Rewrite this listing, swapping "drop a dot" for "place a marker" everywhere and leaving every other part unchanged. Omit the pictures from your copy.

### Location identification entries
= = = = = = =
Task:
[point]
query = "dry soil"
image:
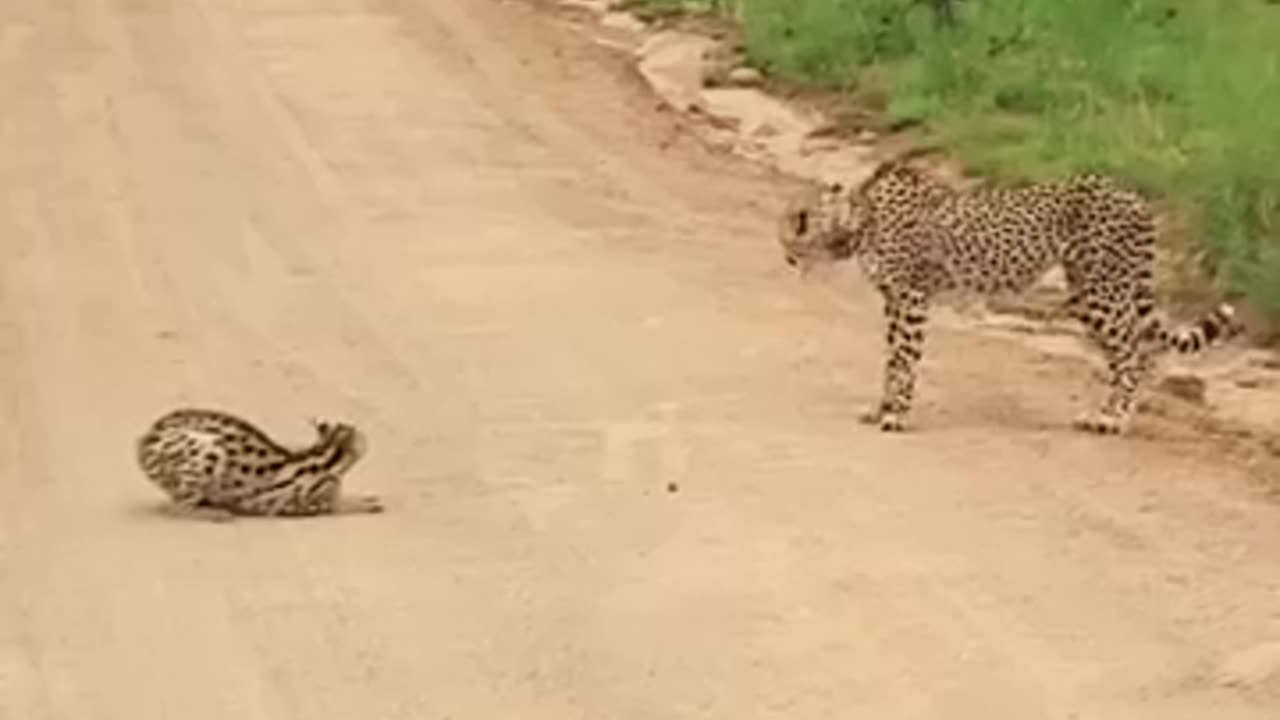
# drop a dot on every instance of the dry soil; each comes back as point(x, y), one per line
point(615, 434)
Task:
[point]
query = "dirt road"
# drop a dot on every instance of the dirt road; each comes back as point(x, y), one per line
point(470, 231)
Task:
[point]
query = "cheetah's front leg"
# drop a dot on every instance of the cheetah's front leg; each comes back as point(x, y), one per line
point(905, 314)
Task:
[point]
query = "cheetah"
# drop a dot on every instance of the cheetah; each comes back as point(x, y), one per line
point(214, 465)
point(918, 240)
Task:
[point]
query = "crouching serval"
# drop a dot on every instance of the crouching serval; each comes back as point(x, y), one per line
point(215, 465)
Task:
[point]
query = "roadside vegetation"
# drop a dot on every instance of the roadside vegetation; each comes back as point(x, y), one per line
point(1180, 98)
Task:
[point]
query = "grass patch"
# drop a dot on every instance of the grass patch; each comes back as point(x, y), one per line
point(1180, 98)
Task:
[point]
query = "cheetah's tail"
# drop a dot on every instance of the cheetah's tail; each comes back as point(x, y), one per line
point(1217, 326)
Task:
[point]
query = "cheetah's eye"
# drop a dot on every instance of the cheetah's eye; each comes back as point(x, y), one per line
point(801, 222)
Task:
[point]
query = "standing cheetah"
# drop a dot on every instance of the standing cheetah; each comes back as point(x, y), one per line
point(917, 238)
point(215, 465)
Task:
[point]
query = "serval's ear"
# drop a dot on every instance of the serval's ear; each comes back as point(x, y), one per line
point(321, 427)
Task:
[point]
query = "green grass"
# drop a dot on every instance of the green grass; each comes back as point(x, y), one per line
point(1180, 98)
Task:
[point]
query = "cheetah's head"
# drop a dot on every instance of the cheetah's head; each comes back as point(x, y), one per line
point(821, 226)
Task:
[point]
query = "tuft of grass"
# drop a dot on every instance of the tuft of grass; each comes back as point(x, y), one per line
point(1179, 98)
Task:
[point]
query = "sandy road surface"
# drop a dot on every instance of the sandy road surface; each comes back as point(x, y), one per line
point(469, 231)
= = = = = = =
### RESULT
Task:
[point]
query = "dry soil"
image:
# place a marker on every instance of the dry soil; each comes back as point(x, y), one per line
point(615, 434)
Task:
[point]
query = "dirt road"
# place a marker on every instance of the dirt road; each comes back as point(x, y), one per line
point(470, 231)
Task:
[point]
query = "cheetah's front leg"
# place a marker on every instance of the cheetah's front leg; each comes back as point(x, y), one per line
point(905, 314)
Task:
[point]
query = "cheetah"
# place a marker on every instance of the cheetah; each comes back as point(x, y), one per line
point(214, 465)
point(918, 240)
Task:
[point]
query = "crouching serval"
# place a marker on every instance of the crouching serval; each comes back as point(x, y), one per line
point(215, 465)
Task:
[point]
query = "roadside vegetation"
# place a marker on every instance of the roadside vegetation; each comes back as point(x, y), one per line
point(1180, 98)
Task:
[point]
query = "grass patch"
# place a marker on every instance of the grass patch; each comes back as point(x, y), one per line
point(1180, 98)
Task:
[point]
query = "cheetah's tail"
# place a marker on every instance of the cheetah's tail; each comes back as point(x, y), one per line
point(1217, 326)
Task:
[point]
query = "cheetah's eye"
# place a marker on every instance of the cheetah's eye; each comes back as point(x, y), one per line
point(801, 222)
Task:
[point]
query = "standing cheetah"
# place a marker on every instance of the standing cheetah; each comes back as point(x, y), one per line
point(917, 238)
point(215, 465)
Task:
[point]
query = "serval's ear"
# place a marker on every instance of the serval's ear; each comes back as point(x, y), one per line
point(321, 427)
Task:
[point]
query = "green grass"
# place a marker on every instance of the green grass; each comes back as point(x, y), one per line
point(1180, 98)
Task:
[point]
query = "cheetah's head"
# place a marker on every instance of the cheetah's head; each comes back as point(x, y), one per line
point(821, 226)
Task:
[point]
query = "tuft of grass"
# place a marker on every instance of the tuft of grass; each comes back as point(x, y), one per line
point(1179, 98)
Task:
[point]
query = "sandy road surface"
# place a marker on every instance of the sandy road surface; each comes back as point(x, y), one per line
point(469, 231)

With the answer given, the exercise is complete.